# [PROBLEM DETAILS]
Find the line that contains "Put a point on the tiled facade, one". Then set down that line and all the lines after it, to the end of the records, exactly and with nothing added.
((
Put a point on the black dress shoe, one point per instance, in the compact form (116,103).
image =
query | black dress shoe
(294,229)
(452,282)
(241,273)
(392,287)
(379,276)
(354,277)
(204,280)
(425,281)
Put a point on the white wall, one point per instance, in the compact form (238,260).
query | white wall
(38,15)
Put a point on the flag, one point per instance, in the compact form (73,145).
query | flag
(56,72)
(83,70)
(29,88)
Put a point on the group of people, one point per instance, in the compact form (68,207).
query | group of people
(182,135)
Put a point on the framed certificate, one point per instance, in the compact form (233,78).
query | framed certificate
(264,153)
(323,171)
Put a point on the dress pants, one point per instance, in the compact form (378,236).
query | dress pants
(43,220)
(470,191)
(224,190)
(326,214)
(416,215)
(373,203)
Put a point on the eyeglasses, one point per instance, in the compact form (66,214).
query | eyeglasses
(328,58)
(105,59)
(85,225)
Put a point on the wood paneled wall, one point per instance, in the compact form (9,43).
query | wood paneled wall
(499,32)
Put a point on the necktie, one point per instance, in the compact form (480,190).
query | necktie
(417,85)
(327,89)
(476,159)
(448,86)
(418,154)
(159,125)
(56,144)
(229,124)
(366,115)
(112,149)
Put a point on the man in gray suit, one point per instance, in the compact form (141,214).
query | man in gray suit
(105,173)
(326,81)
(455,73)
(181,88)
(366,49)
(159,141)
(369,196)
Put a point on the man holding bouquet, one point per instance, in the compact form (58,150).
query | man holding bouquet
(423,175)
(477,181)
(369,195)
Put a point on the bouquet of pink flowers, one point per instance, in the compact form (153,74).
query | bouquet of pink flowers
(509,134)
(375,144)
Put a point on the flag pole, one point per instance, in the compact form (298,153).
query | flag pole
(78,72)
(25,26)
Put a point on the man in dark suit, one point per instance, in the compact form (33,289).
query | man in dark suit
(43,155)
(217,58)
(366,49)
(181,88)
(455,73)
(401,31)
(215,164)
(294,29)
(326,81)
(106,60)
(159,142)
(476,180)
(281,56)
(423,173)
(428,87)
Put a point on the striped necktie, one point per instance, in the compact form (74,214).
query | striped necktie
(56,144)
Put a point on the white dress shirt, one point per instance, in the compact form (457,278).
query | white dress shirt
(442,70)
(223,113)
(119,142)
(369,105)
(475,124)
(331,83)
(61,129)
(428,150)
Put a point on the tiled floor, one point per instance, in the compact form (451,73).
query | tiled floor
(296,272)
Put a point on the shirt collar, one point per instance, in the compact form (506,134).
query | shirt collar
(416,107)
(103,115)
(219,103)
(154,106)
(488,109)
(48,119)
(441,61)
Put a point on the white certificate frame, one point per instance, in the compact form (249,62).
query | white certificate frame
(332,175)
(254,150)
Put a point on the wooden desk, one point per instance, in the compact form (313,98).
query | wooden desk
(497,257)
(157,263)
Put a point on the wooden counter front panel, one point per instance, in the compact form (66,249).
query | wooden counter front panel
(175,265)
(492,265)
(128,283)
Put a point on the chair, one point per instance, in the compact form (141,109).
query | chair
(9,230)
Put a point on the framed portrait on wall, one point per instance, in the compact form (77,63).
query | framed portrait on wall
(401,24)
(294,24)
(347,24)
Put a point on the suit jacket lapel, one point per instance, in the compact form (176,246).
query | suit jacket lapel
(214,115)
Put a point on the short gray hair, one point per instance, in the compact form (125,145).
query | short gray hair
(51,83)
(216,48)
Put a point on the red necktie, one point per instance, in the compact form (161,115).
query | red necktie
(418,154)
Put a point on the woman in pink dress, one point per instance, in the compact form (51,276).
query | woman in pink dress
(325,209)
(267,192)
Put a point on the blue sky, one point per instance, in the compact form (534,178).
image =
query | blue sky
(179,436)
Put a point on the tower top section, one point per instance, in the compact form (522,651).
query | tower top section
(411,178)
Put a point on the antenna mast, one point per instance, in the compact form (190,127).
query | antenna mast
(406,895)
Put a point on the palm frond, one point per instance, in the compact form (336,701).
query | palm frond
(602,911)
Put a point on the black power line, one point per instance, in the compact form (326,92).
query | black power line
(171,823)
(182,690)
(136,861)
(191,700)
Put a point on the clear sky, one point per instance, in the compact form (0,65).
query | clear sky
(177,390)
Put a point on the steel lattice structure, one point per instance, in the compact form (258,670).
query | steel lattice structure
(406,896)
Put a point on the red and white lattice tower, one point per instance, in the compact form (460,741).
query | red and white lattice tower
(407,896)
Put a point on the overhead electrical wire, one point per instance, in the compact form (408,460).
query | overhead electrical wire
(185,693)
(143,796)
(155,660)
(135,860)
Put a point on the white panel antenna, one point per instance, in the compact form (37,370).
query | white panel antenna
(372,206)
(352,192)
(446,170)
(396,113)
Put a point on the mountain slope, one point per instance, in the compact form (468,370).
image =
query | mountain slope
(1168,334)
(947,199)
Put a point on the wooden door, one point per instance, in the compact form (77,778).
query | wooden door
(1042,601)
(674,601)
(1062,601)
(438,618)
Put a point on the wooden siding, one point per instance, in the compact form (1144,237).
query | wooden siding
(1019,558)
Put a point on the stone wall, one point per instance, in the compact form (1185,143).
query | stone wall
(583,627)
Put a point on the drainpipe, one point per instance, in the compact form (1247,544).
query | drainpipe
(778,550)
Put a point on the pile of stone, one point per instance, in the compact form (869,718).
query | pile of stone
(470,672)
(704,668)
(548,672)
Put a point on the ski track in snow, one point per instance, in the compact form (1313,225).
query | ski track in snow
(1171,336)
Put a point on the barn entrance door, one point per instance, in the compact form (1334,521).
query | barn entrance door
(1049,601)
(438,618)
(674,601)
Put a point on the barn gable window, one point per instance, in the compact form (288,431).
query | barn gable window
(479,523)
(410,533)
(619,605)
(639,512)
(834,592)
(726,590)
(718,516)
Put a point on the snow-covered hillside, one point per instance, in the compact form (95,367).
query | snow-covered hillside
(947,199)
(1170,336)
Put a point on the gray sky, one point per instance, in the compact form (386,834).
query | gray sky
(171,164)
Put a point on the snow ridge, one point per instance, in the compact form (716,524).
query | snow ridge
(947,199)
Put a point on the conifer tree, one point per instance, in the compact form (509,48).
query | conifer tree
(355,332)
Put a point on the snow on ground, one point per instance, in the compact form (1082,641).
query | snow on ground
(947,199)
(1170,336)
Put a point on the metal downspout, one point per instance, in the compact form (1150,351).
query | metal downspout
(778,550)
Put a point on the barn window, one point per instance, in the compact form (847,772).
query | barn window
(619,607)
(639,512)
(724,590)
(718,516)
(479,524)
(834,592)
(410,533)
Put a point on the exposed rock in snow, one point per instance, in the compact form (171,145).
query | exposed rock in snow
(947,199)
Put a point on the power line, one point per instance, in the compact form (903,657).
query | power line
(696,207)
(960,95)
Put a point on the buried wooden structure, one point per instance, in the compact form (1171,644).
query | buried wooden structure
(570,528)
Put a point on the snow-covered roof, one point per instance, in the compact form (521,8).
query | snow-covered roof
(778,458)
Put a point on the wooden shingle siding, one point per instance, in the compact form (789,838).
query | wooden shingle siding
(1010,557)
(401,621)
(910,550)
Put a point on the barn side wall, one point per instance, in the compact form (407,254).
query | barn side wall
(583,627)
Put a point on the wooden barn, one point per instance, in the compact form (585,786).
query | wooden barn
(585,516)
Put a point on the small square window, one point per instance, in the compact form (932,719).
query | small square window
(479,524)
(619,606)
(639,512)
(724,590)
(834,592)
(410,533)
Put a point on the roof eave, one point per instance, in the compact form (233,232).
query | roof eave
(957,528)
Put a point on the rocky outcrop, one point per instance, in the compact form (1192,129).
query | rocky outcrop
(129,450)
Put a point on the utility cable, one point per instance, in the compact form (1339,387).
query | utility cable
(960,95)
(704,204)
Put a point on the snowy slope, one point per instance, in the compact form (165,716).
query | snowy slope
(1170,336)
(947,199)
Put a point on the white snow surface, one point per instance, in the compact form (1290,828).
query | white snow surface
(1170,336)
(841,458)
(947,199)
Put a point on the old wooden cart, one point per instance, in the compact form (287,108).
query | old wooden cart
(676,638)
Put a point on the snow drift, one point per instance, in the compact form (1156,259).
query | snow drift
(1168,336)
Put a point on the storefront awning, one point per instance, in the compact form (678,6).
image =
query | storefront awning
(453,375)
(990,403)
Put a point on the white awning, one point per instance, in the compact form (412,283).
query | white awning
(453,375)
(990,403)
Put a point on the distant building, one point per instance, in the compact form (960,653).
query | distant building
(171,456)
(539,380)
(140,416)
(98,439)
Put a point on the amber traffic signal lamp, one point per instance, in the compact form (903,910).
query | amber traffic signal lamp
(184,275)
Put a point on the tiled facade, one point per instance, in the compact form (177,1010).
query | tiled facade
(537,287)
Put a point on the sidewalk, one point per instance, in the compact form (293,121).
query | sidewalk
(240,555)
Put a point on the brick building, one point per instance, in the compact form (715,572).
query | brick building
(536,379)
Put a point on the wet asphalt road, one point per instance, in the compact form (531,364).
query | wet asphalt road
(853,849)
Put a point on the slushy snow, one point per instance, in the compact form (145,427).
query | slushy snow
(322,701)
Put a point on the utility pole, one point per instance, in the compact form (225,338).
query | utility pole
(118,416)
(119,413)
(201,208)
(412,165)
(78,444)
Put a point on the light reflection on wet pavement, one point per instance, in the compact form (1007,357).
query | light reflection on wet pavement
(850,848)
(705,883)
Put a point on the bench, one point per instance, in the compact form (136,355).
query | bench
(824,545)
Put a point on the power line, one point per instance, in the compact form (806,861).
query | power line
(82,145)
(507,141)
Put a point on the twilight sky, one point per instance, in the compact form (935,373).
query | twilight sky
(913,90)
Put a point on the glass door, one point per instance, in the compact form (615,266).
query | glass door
))
# [EXERCISE SOLUTION]
Put a point on the tiled facade, one point per instance, in the compact form (177,1010).
query | tiled facade
(537,287)
Put a point on the sidewalk, one point per instance, in the compact form (293,121).
query | sidewalk
(240,555)
Put a point on the brick building, one point per instance, in the compact form (715,572).
query | brick building
(536,379)
Put a point on the wet asphalt road, one point per instance, in the compact form (531,364).
query | wet asphalt road
(853,849)
Put a point on the slushy snow, one point per instance, in the compact form (145,427).
query | slushy snow
(322,701)
Put a point on the utility pole, one point per instance, in the compact form (225,338).
query | utility pole
(118,416)
(119,413)
(201,208)
(412,165)
(78,444)
Put a point on the light reflection on wet pavement, one point per instance, in the compact form (1007,357).
query | light reflection on wet pavement
(850,848)
(705,883)
Put a point on the bench, one point per instance, in the compact form (136,355).
query | bench
(824,545)
Put a point on the power line, one point per instance, in the compact form (806,861).
query | power line
(82,145)
(507,141)
Put a point on the twilight sky, one point per instance, in the compact form (935,373).
query | twilight sky
(913,90)
Put a point on the glass door, one point per instance, in the compact form (615,266).
query | glass door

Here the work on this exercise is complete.